--- Material provided ---

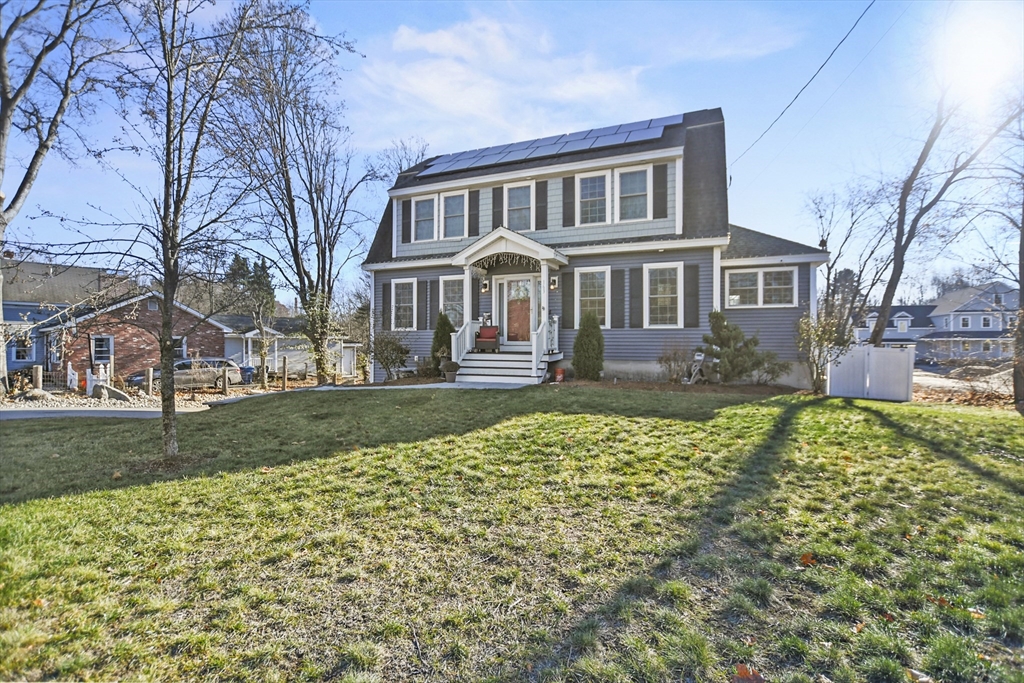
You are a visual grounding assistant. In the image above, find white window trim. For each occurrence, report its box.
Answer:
[391,278,420,332]
[575,170,614,227]
[409,195,440,244]
[89,335,114,364]
[442,189,469,241]
[643,261,683,330]
[612,164,654,223]
[572,265,611,330]
[502,180,537,232]
[437,275,466,330]
[725,266,800,308]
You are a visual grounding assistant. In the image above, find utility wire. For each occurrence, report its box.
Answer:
[732,0,877,164]
[751,2,911,182]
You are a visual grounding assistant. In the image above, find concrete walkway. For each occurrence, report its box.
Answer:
[207,382,534,405]
[0,405,210,421]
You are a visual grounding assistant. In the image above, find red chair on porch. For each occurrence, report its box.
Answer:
[473,327,499,352]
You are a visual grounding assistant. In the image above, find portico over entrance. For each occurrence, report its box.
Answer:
[452,227,568,347]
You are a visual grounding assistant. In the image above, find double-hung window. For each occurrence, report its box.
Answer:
[505,182,534,232]
[391,278,416,330]
[92,335,114,364]
[643,263,683,328]
[577,171,611,225]
[441,276,465,330]
[441,193,469,239]
[615,166,653,221]
[413,197,435,242]
[575,266,611,328]
[725,268,797,308]
[14,337,36,360]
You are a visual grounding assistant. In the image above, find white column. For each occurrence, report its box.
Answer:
[464,265,473,325]
[541,261,551,322]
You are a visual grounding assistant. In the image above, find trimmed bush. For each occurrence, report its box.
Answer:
[430,311,458,373]
[572,313,604,382]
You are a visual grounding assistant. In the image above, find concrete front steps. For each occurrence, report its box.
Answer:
[456,351,561,384]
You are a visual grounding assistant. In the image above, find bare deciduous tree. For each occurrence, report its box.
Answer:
[870,92,1021,346]
[218,3,377,383]
[0,0,120,390]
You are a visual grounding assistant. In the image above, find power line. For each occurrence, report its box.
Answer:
[751,2,910,182]
[732,0,877,164]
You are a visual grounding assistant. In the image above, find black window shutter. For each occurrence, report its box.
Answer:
[562,175,575,227]
[653,164,669,218]
[469,189,480,238]
[611,268,626,328]
[416,280,427,330]
[630,268,643,328]
[534,180,548,230]
[683,265,700,328]
[490,187,505,230]
[562,271,575,330]
[472,278,480,321]
[401,200,413,245]
[381,283,391,330]
[427,278,441,330]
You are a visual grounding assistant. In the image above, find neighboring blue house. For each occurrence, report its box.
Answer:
[362,110,828,385]
[0,258,129,372]
[855,282,1020,360]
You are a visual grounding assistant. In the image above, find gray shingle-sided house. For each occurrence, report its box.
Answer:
[362,110,828,384]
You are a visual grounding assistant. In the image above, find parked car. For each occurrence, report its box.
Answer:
[125,358,242,389]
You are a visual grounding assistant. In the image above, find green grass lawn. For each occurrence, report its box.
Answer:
[0,386,1024,683]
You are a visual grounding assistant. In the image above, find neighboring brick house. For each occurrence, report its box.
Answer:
[41,292,231,376]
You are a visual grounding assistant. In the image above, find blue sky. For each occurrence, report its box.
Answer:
[9,0,1024,294]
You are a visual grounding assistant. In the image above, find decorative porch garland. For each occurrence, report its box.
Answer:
[473,252,541,271]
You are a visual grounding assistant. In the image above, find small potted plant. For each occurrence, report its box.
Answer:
[441,360,460,382]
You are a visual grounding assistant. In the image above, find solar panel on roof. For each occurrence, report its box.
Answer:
[529,135,561,147]
[561,137,594,154]
[529,142,564,159]
[615,119,650,133]
[501,147,532,164]
[587,126,618,137]
[650,114,683,128]
[626,126,665,142]
[590,133,629,150]
[558,130,590,142]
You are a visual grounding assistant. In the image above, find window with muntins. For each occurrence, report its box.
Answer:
[14,337,36,360]
[618,169,647,220]
[442,195,466,238]
[441,278,465,330]
[506,185,532,232]
[647,266,679,327]
[578,270,608,328]
[92,337,114,362]
[729,272,758,306]
[580,175,608,225]
[392,282,416,330]
[413,198,434,242]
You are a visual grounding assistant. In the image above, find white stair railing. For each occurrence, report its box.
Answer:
[85,365,110,396]
[531,321,548,377]
[68,360,78,391]
[452,321,480,362]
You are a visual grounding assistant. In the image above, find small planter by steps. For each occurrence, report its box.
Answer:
[441,360,460,382]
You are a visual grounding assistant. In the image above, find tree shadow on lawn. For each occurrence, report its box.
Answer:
[500,398,826,680]
[843,398,1024,496]
[0,386,764,505]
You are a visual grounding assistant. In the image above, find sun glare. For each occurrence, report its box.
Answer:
[937,2,1024,117]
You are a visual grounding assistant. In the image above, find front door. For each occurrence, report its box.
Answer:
[505,278,534,343]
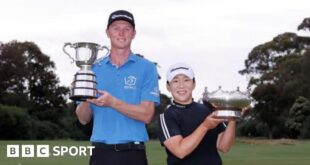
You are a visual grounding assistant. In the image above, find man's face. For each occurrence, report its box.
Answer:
[106,20,136,49]
[167,74,195,104]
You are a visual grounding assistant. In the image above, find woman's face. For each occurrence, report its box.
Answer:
[167,74,195,104]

---

■ The task:
Copy every line of the listing above word for word, leaving out the pictures.

■ Exercise response:
You are a visual grounding assistant. In the image above, find white window trim. For each occurrence, report its box.
Answer:
[391,278,420,332]
[575,170,614,227]
[409,195,440,244]
[89,335,114,364]
[442,189,469,241]
[643,261,683,330]
[612,164,654,223]
[572,265,611,330]
[502,180,537,232]
[437,275,466,330]
[725,266,800,308]
You are a visual grounding assistant. In the image above, find utility wire. For each occurrence, report its box.
Answer:
[732,0,877,164]
[751,2,911,182]
You are a visual grounding assistant. In the image above, find concrete walkway. For each occurrence, report its box.
Answer:
[207,382,534,405]
[0,405,210,421]
You are a visual grounding assistant. In the image above, find red chair on porch. For each occurrence, report its box.
Answer:
[473,327,499,352]
You are a visual grounding assistant. In the image above, find portico over entrance. For each occurrence, report its box.
Answer:
[452,227,568,347]
You are a visual grounding assistant. In the image above, find double-hung window. For each occurrence, report its box.
Answer:
[505,182,534,232]
[391,278,416,330]
[92,335,114,364]
[643,263,683,328]
[577,171,611,225]
[441,276,465,330]
[441,193,469,239]
[615,166,653,221]
[413,197,435,242]
[575,266,611,328]
[725,268,797,308]
[14,337,36,360]
You are a visual grounding assistant. In the image above, find white column. For each occurrence, report its box.
Answer:
[464,265,473,325]
[541,261,551,322]
You are a visual grounding assistant. In the image above, find trimmed bush. For each occurrence, report its box.
Answer:
[430,311,458,373]
[572,313,604,382]
You are a visual grounding assistant. In the image above, find concrete front steps. For each occurrence, report its box.
Answer:
[456,351,561,384]
You are a visual grounding assistant. In the image above, find bare deciduous tree. For each occurrence, report its box.
Answer:
[870,92,1021,346]
[218,3,377,383]
[0,0,120,390]
You are a visual grounding assistant. In the image above, find power line. For each occurrence, report its box.
Answer:
[751,2,910,182]
[732,0,877,164]
You are a visual grounding assistant. In the image above, find black window shutter. For each occurrence, report its box.
Answer:
[562,175,575,227]
[653,164,669,218]
[469,189,480,238]
[611,268,626,328]
[416,280,427,330]
[630,268,643,328]
[534,180,548,230]
[683,265,700,328]
[490,187,505,230]
[562,271,575,330]
[472,278,480,321]
[401,200,413,245]
[381,283,391,330]
[427,278,441,330]
You are a visual grounding assistant. In the image above, find neighboring blue house. For each occurrence, report its box.
Answer:
[362,110,828,385]
[0,258,129,372]
[855,282,1020,360]
You are a visual grounding assistant. In the image above, find gray shingle-sided house. For each occurrence, report its box.
Answer:
[362,110,828,384]
You are a visual grounding assistant. In the image above, find parked car. For each occurrence, report its box.
Answer:
[125,358,242,389]
You are a visual grounding assistant. In the image above, find green grass lawn. For each occurrence, report its box.
Answer:
[0,386,1024,683]
You are a visual grounding assistant. In the image above, find neighboring brick house. For each occurrence, report its box.
Answer:
[41,292,231,376]
You are a visual grounding assistant. In the image above, find blue sky. For each occurrence, report its box.
Answer:
[9,0,1024,294]
You are a visual grounding assistant. In the image above, find decorative porch garland. For each occurrence, report its box.
Answer:
[473,252,541,271]
You are a visual grounding assistant. In the image above, find small potted plant. For each occurrence, report its box.
Answer:
[441,360,460,382]
You are a visual grounding assistant. In the image above, find solar panel on roof. For each occurrence, report its box.
Answer:
[529,135,561,147]
[561,137,594,154]
[529,142,564,159]
[615,119,650,133]
[501,147,532,164]
[587,126,618,137]
[650,114,683,128]
[626,126,665,142]
[590,133,629,150]
[558,130,590,142]
You are a visual grounding assistant. In the image above, find window with muntins. For each occurrence, report its box.
Answer:
[14,337,36,360]
[618,169,647,220]
[442,195,466,238]
[441,278,465,330]
[506,185,532,232]
[647,266,679,327]
[578,270,608,328]
[92,337,114,362]
[729,272,758,306]
[580,175,608,225]
[392,282,416,330]
[413,198,434,242]
You are a visual grounding assistant. In the image above, find white stair railing. For each occurrence, report its box.
Answer:
[85,365,110,396]
[531,321,548,377]
[68,360,78,391]
[452,321,480,362]
You are a visual grounding assistant. In the image above, find small planter by steps. For each occurrence, report its box.
Answer:
[441,360,460,382]
You are a visual grounding assistant. In the image above, find tree shadow on lawn. For each occurrence, report its box.
Answer:
[500,398,826,680]
[843,398,1024,496]
[0,386,764,505]
You are a visual grounding assistant. In the image above, find sun glare. For each occurrence, report its box.
Answer:
[937,2,1024,117]
You are a visual grounding assistant. In the image above, find front door. For each occurrence, report its box.
Answer:
[505,278,534,343]
You are a visual grounding assistant. In the image above, find man's face. For each occurrence, report its box.
Answer:
[106,20,136,49]
[167,74,195,104]
You are a visual grounding assistant. In the image above, find woman's face. For each occurrence, report its box.
Answer:
[167,74,195,104]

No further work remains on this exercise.